● What the task asks: Write the material out again exactly.

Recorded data
** start **

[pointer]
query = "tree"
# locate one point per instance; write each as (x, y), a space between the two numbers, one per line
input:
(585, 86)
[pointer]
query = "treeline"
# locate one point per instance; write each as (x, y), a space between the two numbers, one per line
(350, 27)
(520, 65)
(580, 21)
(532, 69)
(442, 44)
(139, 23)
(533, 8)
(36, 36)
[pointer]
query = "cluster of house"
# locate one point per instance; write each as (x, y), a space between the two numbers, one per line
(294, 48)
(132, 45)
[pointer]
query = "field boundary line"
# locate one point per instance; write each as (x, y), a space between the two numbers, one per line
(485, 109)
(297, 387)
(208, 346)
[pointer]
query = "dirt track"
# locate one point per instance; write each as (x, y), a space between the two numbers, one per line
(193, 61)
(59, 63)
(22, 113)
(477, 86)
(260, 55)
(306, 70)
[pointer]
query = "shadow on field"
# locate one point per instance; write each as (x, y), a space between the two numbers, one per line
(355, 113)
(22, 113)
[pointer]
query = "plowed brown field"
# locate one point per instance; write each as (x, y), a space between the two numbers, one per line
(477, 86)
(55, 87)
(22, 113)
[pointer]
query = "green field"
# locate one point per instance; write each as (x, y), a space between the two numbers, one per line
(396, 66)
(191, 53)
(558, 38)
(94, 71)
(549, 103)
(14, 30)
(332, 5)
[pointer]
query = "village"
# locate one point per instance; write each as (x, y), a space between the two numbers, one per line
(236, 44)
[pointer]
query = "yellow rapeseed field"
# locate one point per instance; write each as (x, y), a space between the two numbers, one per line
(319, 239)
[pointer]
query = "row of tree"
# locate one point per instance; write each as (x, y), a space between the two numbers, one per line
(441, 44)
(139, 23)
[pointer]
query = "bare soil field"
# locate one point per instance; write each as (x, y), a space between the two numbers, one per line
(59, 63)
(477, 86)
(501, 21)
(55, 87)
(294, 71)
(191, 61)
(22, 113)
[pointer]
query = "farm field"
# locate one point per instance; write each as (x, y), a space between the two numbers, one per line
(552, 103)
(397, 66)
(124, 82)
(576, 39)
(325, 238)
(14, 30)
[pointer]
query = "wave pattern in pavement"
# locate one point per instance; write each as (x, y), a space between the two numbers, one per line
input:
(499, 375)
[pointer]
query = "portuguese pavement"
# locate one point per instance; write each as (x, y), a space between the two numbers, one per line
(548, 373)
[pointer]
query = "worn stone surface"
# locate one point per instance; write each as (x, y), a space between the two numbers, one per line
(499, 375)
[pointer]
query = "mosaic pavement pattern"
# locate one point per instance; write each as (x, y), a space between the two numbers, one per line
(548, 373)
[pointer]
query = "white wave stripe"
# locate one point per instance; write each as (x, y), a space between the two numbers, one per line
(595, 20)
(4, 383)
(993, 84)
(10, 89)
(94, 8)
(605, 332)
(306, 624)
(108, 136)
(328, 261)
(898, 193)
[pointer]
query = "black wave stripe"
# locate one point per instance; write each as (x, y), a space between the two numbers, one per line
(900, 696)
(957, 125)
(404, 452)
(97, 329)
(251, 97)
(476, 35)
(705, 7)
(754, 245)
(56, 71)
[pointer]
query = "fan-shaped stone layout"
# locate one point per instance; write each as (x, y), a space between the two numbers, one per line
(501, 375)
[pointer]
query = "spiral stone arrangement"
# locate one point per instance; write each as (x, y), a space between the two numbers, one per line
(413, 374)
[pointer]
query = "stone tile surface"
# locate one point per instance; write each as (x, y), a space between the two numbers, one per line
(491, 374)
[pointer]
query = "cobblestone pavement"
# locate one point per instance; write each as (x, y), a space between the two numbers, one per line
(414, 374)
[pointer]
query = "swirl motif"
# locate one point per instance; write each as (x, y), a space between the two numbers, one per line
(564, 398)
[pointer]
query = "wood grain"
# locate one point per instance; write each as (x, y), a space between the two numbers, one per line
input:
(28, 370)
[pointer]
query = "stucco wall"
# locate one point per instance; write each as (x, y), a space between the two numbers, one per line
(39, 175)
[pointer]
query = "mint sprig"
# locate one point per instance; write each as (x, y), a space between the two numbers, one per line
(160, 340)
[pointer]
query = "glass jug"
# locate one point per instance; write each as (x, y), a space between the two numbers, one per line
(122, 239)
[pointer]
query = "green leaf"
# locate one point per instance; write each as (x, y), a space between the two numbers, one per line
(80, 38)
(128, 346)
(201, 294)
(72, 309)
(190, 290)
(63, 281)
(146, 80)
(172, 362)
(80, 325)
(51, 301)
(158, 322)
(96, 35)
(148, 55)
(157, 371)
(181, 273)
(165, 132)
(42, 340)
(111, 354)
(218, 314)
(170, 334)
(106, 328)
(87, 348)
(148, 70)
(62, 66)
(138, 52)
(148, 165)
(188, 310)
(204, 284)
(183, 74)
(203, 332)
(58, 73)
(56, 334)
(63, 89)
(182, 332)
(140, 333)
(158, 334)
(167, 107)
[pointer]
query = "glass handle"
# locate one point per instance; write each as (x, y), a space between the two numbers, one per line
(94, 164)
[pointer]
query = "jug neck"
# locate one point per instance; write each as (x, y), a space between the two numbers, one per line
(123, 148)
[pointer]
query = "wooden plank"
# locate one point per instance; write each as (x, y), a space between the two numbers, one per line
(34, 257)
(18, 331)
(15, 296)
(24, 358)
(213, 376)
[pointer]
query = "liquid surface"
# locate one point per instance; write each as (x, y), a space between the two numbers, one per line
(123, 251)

** end **

● Reply:
[pointer]
query = "tree"
# locate one point per instance; write each as (x, y), a space between the two numbers, one per line
input:
(585, 86)
[pointer]
query = "treeline"
# locate one point per instance; write each as (x, y), a space between the two numbers, one per line
(350, 27)
(520, 65)
(580, 21)
(532, 69)
(442, 44)
(139, 23)
(533, 8)
(36, 36)
[pointer]
query = "cluster of house"
# locate one point per instance; write each as (x, y), a space between the two numbers, one per line
(294, 48)
(132, 45)
[pointer]
query = "field boundary line"
# locate one point per instance; write each as (x, y), a space between the two numbers, one per line
(485, 109)
(297, 387)
(208, 346)
[pointer]
query = "dirt track"
# locate one point per instance; write each as (x, y), a space between the two numbers, one per line
(193, 61)
(59, 63)
(22, 113)
(477, 86)
(260, 55)
(306, 70)
[pointer]
query = "shadow on field"
# locate one point per instance; write each as (x, y), a space between the two numbers, one per line
(355, 113)
(22, 113)
[pointer]
query = "plowed brown field"
# locate one point per instance; write each as (x, y), a space between the two numbers, one per line
(477, 86)
(55, 87)
(22, 113)
[pointer]
query = "green field"
# locate one point per instance; write each as (x, y), a space between the two numbers, one per line
(396, 66)
(191, 53)
(558, 38)
(94, 71)
(549, 103)
(14, 30)
(332, 5)
[pointer]
query = "village"
# locate one point per instance; write each as (x, y), a space between the two numbers, one per line
(236, 44)
[pointer]
query = "yellow rapeseed field"
# locate one point per instance; write each as (x, y), a space between the two numbers, one per line
(319, 239)
[pointer]
query = "row of tree"
# locate one point per instance; write each as (x, y), a space between the two numbers, one per line
(441, 44)
(139, 23)
[pointer]
query = "bare soil field"
# locate one point per instance; write each as (x, y), a space between the two numbers, one per line
(59, 63)
(477, 86)
(501, 21)
(55, 87)
(294, 71)
(191, 61)
(22, 113)
[pointer]
query = "farm field"
# locate one point per instance; write each as (x, y), a space between the two numbers, one per line
(552, 103)
(397, 66)
(124, 82)
(576, 39)
(325, 238)
(14, 30)
[pointer]
query = "wave pattern in pavement"
# locate one point per instance; write each as (x, y), a space between the two numbers, one per line
input:
(499, 375)
[pointer]
query = "portuguese pavement"
# locate one point per instance; write each as (x, y), a space between the two numbers, one per line
(548, 373)
[pointer]
query = "worn stone surface"
# locate one point per instance; write each as (x, y), a space between the two numbers, one per line
(499, 375)
[pointer]
query = "mosaic pavement pattern"
# locate one point per instance; write each as (x, y), a space between the two numbers, one per line
(548, 373)
[pointer]
query = "white wave stripe"
# locate one point per instance; write each as (x, y), a space between the two numbers, one per line
(595, 20)
(4, 383)
(993, 84)
(10, 89)
(94, 8)
(605, 332)
(306, 624)
(108, 136)
(328, 261)
(898, 193)
[pointer]
query = "black wave stripe"
# locate one point per instance; write each as (x, y), a space between the two numbers, one per line
(900, 696)
(957, 125)
(404, 452)
(97, 329)
(251, 97)
(476, 35)
(705, 7)
(754, 245)
(56, 71)
[pointer]
query = "fan-shaped stone layout"
# locate one point per instance; write each as (x, y), a space between the two numbers, one per line
(501, 375)
[pointer]
query = "spiral stone arrangement"
# locate one point per instance; write each as (x, y), a space between the two numbers, one per line
(413, 374)
[pointer]
query = "stone tile surface"
# locate one point per instance; write each as (x, y), a space between the two numbers, one per line
(491, 374)
[pointer]
query = "cobblestone pavement"
# locate one point per instance; write each as (x, y), a space between the two numbers, one per line
(414, 374)
[pointer]
query = "swirl motif"
# locate one point per instance; write each as (x, y), a space between the two numbers, one per line
(564, 398)
[pointer]
query = "wood grain"
# locate one point per instance; write each as (x, y), a space between the two numbers, one per line
input:
(28, 370)
[pointer]
query = "stucco wall"
# locate one point per instance; write each as (x, y), a space between the two numbers, one per line
(39, 175)
[pointer]
query = "mint sprig"
# locate one point per instance; write each as (x, y), a space between the two numbers, one per line
(160, 340)
[pointer]
query = "glass jug"
# locate one point per instance; write each as (x, y), a space between the two numbers, one per line
(122, 239)
[pointer]
query = "green leaf"
# locate one point per instance; write each as (x, y), a space between the two numbers, one per line
(80, 38)
(128, 346)
(201, 294)
(72, 309)
(190, 290)
(63, 281)
(146, 80)
(172, 362)
(80, 325)
(51, 301)
(158, 322)
(96, 35)
(148, 55)
(157, 371)
(181, 273)
(165, 132)
(42, 340)
(111, 354)
(218, 314)
(170, 334)
(106, 328)
(87, 348)
(148, 70)
(62, 66)
(138, 52)
(148, 165)
(188, 310)
(204, 284)
(183, 74)
(203, 332)
(58, 73)
(56, 334)
(63, 89)
(182, 332)
(140, 333)
(158, 334)
(167, 107)
[pointer]
query = "glass handle"
# locate one point per instance; write each as (x, y), a space between the two numbers, one per line
(94, 164)
[pointer]
query = "jug neck"
# locate one point per instance; write each as (x, y), a space between the two numbers, one per line
(123, 148)
[pointer]
query = "wooden plank"
# locate one point per instance; write each as (x, y), a space between the two numbers, one per line
(34, 257)
(18, 331)
(15, 296)
(24, 358)
(213, 376)
[pointer]
query = "liquid surface"
# locate one point per instance; write each as (x, y), a space between the two numbers, one per line
(123, 251)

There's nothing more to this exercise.